▶ [PROBLEMS TO WORK ON]
A. Answer these from the article on the Burnet County emergency exercise, marking each answer (i), (ii) or (iii):
(i) On what date will the exercise take place?
(ii) Where will it be held?
(iii) What is Jim Barho's position?
B. Turn the paragraph beginning "No one will know what the event will be" in the article on the Burnet County emergency exercise into a short bulleted list that keeps its main facts.
C. Please continue the article on the Burnet County emergency exercise from its last sentence.

▶ [EXTRACT TO READ]
+ + + +
County-wide emergency event set for Friday

 

 

 

 

By Glynis Crawford Smith

The Highlander

Anyone driving by the Burnet Community Center next Friday, Oct. 6, might think a major emergency is in progress.

It will be, but it will be a staged event to make sure response to an actual event goes like clockwork.

“We will be conducting a tabletop disaster exercise,” said Jim Barho, emergency management coordinator for Burnet County. “Wednesday's gas leak on US 281 and last weeks major fire on Starlight Drive off Texas 29 that called for air support and Texas Forest Service bulldozers are perfect examples that we have emergency situations in this county almost every week.

“But this exercise will call on every aspect of our emergency response.”

No one will know what the event will be at the outset or how each new development will add a layer of response. But,. by the time it is over, every law enforcement agency, fire department, emergency medical service team, nursing home, hospital and trained community volunteer group will know how they might be called upon.
+ + + +
▶ [DATA EXTRACT]

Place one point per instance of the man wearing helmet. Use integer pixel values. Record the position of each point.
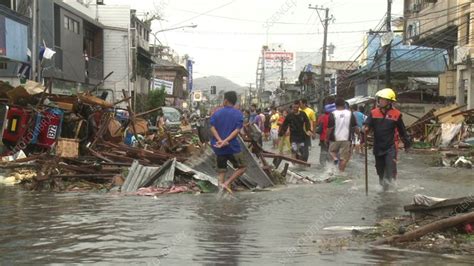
+ + + +
▶ [ANSWERS FOR EACH ITEM]
A.
(i) Friday, Oct. 6
(ii) The Burnet Community Center
(iii) Emergency management coordinator for Burnet County

B.
- At the start, no one will know what the event will be.
- No one will know how each new development will add a layer of response.
- By the end, every law enforcement agency, fire department, emergency medical service team, nursing home, hospital and trained community volunteer group will know how they might be called upon.

C.
“We expect about 110 members of various departments to be here,” said Barho. “They will include representatives of state organizations like the Department of Public Safety (DPS), the Texas Department of Transportation (TxDOT), the Department of Health and Human Services and the Capital Area Planning Council of Governments (CAPCOG).”

The whole operation is costly and made possible by a $75,000 grant from the Texas Commission on Environmental Quality (TCEQ).

“The grant has provided for some equipment purchases also,” Barho said. “The electronic sign that re-directed traffic during the Marble Falls gas leak is an example.”

“As we go through the project, each new problem injected will involve more people. That's what the table top is about.

“It lets responders get to know faces, to meet one another personally and have a working relationship when they need it. Our fire, EMS and law enforcement work together every day, but they don't always get to work with state agencies, nursing homes and hospital staff.”

When a real emergency is in progress, there is no stopping for signing in participants, taking breaks or stopping for meals. The Burnet County Community Emergency Response Team (CERT), emergency-trained civilians will be taking care of those jobs.

It is true that this is a Local emergency Plan Committee (LEPC) state requirement, but Barho said it shows also that Burnet County Commissioners and law enforcement are committed to education to respond to emergency and hazardous materials events.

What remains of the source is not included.